Given problem 1
According to the Visa passage, what share of the market does Visa hold, as cited from the Nilson Report?

Driving volume through new use cases; increasing yield through value-added services. Visa's Network of Networks strategy amounts to a $185t opportunity in new flows between individuals, businesses, and governments. This is more than 10x the cash and check opportunity in consumer payments. Visa Direct, a global platform for real time payments enables Visa to go beyond C2B into new use cases such as P2P, B2C,B2B, and G2C. Moreover, Visa's Value-Added Services which aid with revenue diversification and differentiation also add more value to transactions, increasing yields.

High operating margins above 68% owning to strong competitive moat. Visa is the largest payment player in a lucrative oligopoly, with 42% of market share according to Nilson Report, and it reaps powerful network effects owning to the vast number of merchants and cardholders that it serves. By end-FY24, Visa's total payments and cash volume amounted to $15.7 trillion per year, which connected 4.3 billion credentials to more than 130 million merchants. In its two-sided platform business model, every cardholder or merchant that comes onboard with Visa creates incremental value for the other party, which in turn deters incumbents by creating high barriers to entry. Consequently, Visa enjoys high net margins in excess of 68% which are significantly higher than the vast majority of businesses.

Given problem 2
Gather every line in the rows below that contains the string "small", copying each line in full.

Stored entries:
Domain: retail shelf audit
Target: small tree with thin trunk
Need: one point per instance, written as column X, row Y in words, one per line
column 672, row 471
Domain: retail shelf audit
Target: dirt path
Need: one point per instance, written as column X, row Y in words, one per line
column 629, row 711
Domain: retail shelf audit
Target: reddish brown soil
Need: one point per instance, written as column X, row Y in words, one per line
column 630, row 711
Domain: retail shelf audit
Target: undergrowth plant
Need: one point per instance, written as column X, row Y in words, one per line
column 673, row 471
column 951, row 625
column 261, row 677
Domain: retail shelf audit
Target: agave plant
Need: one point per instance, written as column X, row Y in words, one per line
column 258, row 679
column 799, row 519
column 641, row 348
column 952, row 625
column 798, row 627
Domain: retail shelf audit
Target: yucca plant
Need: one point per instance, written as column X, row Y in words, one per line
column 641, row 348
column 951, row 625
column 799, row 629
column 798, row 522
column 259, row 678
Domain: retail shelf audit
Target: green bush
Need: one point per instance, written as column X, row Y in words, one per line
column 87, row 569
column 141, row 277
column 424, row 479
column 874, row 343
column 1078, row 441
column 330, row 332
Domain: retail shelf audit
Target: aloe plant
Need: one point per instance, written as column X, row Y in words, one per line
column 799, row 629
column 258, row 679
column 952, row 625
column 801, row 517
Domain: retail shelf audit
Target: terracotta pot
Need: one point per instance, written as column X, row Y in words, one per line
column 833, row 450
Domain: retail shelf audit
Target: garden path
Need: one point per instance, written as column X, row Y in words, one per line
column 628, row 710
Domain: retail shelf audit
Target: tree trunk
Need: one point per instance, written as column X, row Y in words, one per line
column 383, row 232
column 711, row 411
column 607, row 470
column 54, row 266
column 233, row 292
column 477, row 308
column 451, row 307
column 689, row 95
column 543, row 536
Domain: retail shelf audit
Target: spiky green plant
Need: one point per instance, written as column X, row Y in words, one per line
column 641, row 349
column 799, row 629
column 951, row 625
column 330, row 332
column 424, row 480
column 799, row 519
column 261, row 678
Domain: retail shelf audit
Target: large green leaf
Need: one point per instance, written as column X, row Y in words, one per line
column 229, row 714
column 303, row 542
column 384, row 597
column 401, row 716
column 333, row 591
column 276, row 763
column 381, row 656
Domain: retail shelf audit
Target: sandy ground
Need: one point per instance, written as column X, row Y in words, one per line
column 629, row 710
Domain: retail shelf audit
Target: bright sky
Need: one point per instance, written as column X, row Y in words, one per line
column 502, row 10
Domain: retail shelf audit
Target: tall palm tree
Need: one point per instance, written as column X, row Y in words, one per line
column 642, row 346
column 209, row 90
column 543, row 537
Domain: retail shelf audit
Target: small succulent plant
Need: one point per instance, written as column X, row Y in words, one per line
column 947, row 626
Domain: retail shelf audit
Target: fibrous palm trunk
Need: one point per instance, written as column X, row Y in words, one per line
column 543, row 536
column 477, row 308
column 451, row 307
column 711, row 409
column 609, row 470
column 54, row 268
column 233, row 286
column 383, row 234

Worked solution 1
42%

Worked solution 2
Target: small tree with thin trunk
Target: small succulent plant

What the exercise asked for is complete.